Task requirements
- 1) Decide whether each statement below agrees with the review of Memories of the Sword. Answer yes or no for each, and quote the words from the review that settle it. (a) Memories of the Sword was completed in 2014. (b) Lee Junho belongs to the boy band 2PM. (c) The reviewer judges Memories of the Sword to be better than Masquerade.
- 2) In the review of Memories of the Sword, which actor plays the young swordswoman Hong-Yi?

Passage shown
Special shoutout to Anthony Yooshin Kim for helping me formulate my thoughts on this post.
Death or Glory: Memories of the Sword movie review
A new South Korean action movie is usually a cause for celebration in my house and after the trifecta of ass-kicking historicals last year (The Pirates; Kundo: Age of the Rampant, and The Admiral: Roaring Currents) I was looking forward to seeing Memories of the Sword, which opens this weekend in North America. As a big Lee Byung-hun fangirl, I mean, scholar, I’m also happy to see one of my favorite actors in a genuine starring role after suffering through his supporting roles in a string of mediocre Hollywood movies (GI Joe 1 & 2; Red 2, and Terminator: Genysis). And since LBH’s last historical film, Masquerade, was outstanding, I had high hopes for this new one. Alas, Memories of the Sword is no Masquerade, and doesn’t stand up to the big three historicals from last year either.
I should’ve known that things were amiss when Memories took forever to be released. Although it began production in 2013 and was completed in 2014, the film has languished for many months due to a salacious blackmailing scandal involving LBH (who’s married) and a couple of younger women. That tawdry episode concluded earlier this year with prison sentences for the two women.
So despite a big-name cast that also includes Jeon Do-yeon (The Housemaid) and Lee Junho from boy band 2PM, the bloom is off the rose as audience buzz for this one has died down to a murmur. But the film has other flaws that make this one more of a miss than a hit.
Right off the bat the film throws down the wire-fu gauntlet as young swordswoman Hong-Yi (Kim Go-eun) leaps many feet over a tall sunflower, then bounds high in the air across a grassy field. Following a swordfighting competition that she enters in drag, Hong-Yi encounters Yu-Baek (LBH) who is intrigued by her martial arts skills. The film then follows a convoluted narrative of betrayal, ambition, revenge, and concealed identity involving Hong-Yi, Yu-Baek, and Hong-Yi’s foster mother Sul Rang (Jeon Do-Yeon).

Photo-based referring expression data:
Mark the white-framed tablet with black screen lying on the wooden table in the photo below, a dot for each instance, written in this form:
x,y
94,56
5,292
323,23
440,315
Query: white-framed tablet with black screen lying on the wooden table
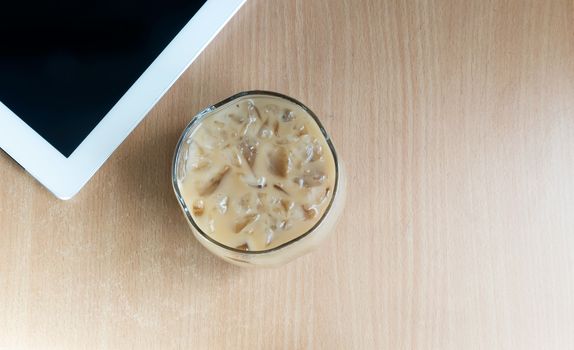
x,y
77,77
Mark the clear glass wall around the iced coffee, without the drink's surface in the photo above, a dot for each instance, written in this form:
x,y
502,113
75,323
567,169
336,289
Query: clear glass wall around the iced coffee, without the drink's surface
x,y
288,251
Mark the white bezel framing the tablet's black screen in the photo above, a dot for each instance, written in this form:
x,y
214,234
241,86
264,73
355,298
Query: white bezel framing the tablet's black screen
x,y
64,177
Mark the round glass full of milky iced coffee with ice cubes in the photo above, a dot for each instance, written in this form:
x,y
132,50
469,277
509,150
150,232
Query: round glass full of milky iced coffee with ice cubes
x,y
258,179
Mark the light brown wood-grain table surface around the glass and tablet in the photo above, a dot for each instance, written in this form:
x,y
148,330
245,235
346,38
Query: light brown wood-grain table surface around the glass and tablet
x,y
456,123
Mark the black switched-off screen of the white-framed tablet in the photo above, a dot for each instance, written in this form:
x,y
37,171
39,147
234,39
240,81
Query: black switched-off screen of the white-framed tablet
x,y
64,64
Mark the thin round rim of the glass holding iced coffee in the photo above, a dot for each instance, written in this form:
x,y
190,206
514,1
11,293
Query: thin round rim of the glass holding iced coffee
x,y
196,120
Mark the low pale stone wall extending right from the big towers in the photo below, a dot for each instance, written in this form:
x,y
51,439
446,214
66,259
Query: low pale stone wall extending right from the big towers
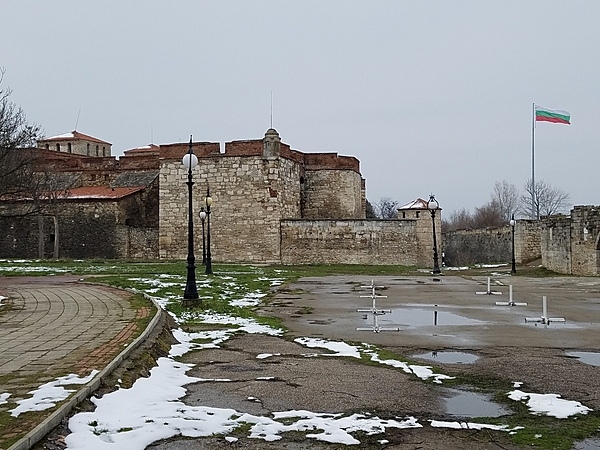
x,y
353,241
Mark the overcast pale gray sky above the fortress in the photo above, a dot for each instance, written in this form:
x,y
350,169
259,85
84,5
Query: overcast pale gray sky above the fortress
x,y
430,96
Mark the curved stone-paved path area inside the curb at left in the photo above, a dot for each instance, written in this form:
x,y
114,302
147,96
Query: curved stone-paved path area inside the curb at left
x,y
54,325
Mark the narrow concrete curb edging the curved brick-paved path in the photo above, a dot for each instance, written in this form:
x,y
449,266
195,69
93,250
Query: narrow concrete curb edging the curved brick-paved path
x,y
51,422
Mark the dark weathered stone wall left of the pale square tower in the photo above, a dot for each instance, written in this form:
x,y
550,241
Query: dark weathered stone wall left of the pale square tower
x,y
122,228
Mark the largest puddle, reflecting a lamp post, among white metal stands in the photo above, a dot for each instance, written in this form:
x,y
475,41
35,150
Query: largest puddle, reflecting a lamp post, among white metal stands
x,y
421,317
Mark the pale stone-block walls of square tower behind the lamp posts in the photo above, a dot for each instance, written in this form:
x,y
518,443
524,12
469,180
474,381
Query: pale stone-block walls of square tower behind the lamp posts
x,y
250,194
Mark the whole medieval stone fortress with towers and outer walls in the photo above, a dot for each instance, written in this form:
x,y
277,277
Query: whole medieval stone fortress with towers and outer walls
x,y
271,204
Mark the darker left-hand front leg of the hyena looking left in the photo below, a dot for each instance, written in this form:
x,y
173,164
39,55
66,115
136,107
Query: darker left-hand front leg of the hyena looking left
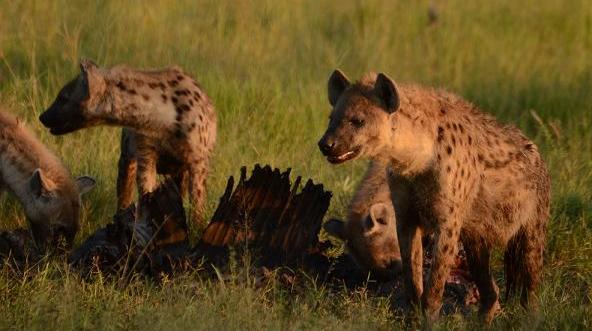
x,y
126,177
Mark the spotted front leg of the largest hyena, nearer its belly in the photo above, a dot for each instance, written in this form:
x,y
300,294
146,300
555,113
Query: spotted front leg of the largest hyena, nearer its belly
x,y
445,249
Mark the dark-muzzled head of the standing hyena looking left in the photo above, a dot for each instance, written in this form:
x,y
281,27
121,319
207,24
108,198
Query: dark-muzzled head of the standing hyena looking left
x,y
77,102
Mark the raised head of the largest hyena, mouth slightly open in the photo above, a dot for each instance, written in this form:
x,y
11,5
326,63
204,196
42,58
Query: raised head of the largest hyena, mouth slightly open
x,y
359,124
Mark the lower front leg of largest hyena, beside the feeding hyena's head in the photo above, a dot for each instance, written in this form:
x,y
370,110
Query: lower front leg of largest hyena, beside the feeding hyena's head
x,y
411,249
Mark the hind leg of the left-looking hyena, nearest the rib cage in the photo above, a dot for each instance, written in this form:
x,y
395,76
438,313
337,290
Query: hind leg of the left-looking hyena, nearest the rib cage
x,y
198,172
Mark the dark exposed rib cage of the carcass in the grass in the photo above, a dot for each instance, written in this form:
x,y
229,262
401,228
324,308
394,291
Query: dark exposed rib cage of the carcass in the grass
x,y
268,213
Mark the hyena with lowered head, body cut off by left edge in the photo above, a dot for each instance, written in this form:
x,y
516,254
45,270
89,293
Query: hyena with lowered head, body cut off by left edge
x,y
45,188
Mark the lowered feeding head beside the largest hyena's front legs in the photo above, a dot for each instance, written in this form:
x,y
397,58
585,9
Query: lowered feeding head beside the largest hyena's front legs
x,y
371,240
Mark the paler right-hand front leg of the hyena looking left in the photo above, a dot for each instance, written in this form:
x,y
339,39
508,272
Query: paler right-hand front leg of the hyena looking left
x,y
147,156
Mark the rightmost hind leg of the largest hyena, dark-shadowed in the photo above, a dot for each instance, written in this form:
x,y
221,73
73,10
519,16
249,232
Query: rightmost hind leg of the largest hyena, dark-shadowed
x,y
523,261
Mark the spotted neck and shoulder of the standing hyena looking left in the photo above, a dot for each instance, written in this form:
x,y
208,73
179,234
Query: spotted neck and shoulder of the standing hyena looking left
x,y
138,100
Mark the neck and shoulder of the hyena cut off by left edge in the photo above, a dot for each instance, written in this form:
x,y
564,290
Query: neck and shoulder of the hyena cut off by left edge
x,y
21,153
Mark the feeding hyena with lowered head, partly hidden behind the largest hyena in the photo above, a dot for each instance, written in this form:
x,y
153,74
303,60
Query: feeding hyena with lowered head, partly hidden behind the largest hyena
x,y
370,230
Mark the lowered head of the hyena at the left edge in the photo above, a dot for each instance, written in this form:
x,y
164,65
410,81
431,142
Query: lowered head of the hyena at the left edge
x,y
53,210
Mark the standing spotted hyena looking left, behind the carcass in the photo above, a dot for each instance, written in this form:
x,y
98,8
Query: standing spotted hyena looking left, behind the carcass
x,y
169,125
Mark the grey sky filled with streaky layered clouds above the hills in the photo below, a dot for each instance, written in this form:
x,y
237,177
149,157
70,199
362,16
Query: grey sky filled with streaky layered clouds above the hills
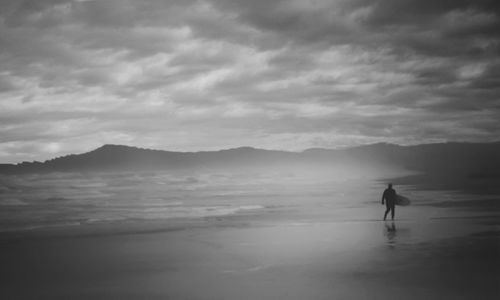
x,y
187,75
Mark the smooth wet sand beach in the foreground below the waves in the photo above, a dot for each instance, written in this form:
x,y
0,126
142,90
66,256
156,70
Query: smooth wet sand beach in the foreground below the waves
x,y
256,256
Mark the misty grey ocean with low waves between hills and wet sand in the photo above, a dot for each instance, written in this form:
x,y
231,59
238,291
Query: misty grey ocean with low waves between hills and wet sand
x,y
73,199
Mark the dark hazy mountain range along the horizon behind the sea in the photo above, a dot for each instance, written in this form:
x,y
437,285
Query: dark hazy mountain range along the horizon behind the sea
x,y
474,160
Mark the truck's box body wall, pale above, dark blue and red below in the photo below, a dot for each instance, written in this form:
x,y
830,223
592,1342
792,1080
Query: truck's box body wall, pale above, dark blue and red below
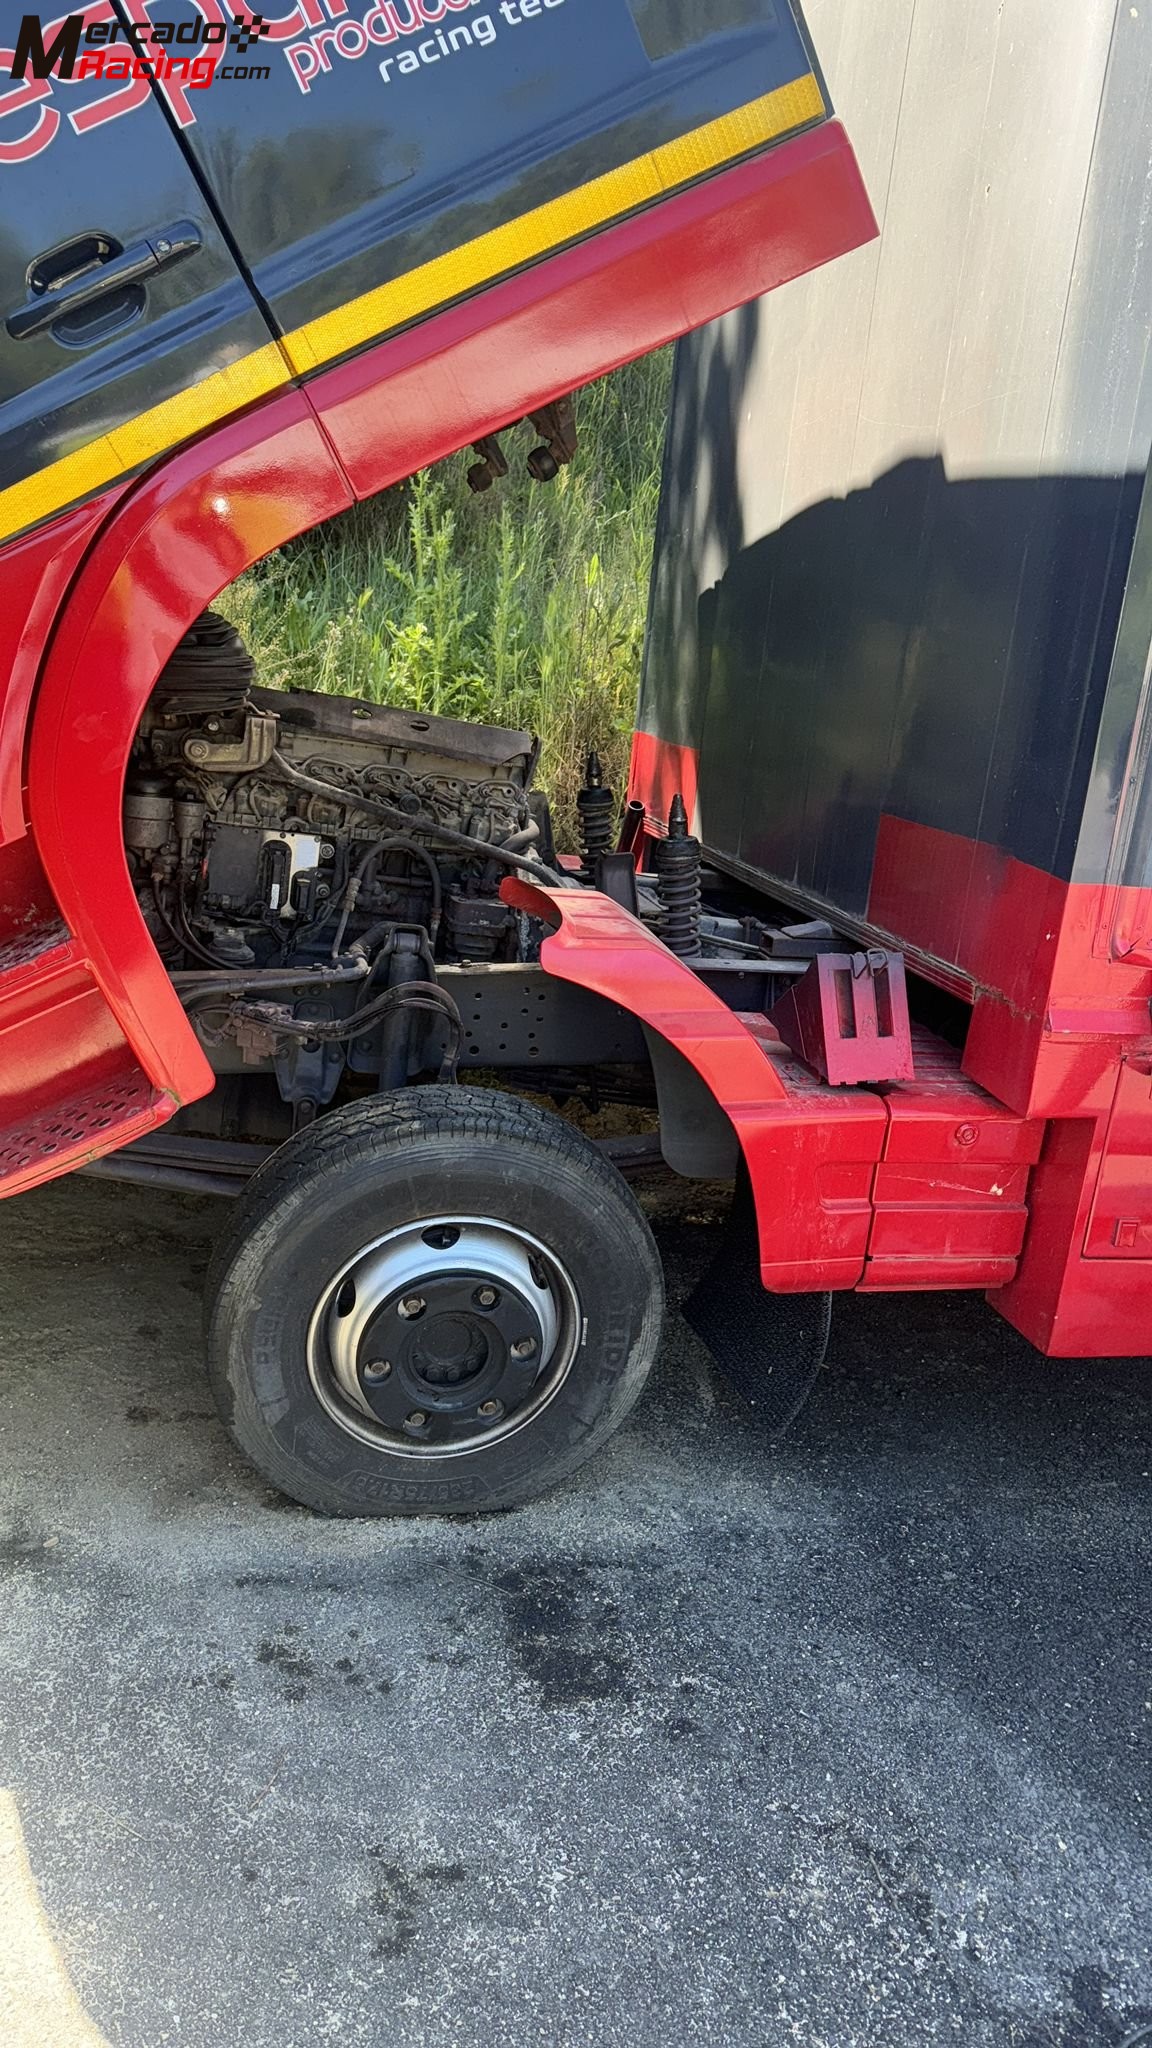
x,y
891,626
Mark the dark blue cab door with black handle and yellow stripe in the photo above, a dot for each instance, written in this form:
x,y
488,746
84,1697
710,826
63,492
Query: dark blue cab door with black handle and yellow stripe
x,y
126,323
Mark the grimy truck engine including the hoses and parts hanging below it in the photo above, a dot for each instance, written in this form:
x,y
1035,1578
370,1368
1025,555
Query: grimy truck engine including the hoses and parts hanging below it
x,y
327,853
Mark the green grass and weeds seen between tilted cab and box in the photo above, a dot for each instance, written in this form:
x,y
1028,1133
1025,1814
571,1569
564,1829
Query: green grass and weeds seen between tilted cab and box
x,y
524,607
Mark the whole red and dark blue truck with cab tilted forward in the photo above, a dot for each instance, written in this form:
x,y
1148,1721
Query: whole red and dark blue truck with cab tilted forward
x,y
263,267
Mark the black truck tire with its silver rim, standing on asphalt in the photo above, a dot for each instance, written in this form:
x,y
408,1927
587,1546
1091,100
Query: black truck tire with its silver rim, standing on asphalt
x,y
440,1302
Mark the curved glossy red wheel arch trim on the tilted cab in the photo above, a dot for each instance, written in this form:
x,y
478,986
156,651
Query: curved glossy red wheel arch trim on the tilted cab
x,y
183,536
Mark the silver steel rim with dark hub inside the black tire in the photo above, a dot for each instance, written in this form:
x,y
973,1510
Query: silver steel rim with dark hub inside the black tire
x,y
407,1355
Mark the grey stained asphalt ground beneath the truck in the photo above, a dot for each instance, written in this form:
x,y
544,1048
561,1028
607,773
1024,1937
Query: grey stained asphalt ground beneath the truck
x,y
841,1742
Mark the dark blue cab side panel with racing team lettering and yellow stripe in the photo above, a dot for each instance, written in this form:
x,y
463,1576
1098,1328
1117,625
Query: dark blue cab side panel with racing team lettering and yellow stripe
x,y
401,155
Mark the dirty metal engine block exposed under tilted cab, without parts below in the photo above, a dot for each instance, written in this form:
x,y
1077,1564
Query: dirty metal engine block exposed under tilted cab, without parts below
x,y
241,863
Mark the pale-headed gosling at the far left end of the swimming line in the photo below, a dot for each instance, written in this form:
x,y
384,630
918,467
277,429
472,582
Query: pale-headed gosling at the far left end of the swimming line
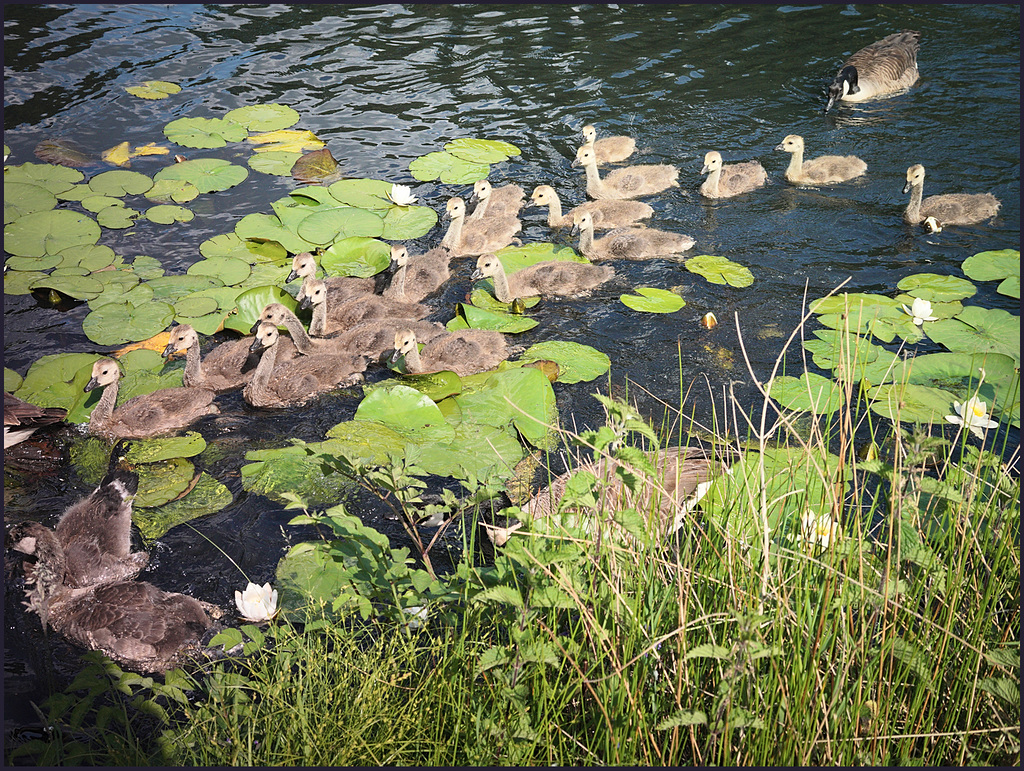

Task-by-task solutions
- 1)
(a) Yes: "Although it began production in 2013 and was completed in 2014"
(b) Yes: "Lee Junho from boy band 2PM"
(c) No: "Alas, Memories of the Sword is no Masquerade"

- 2) Kim Go-eun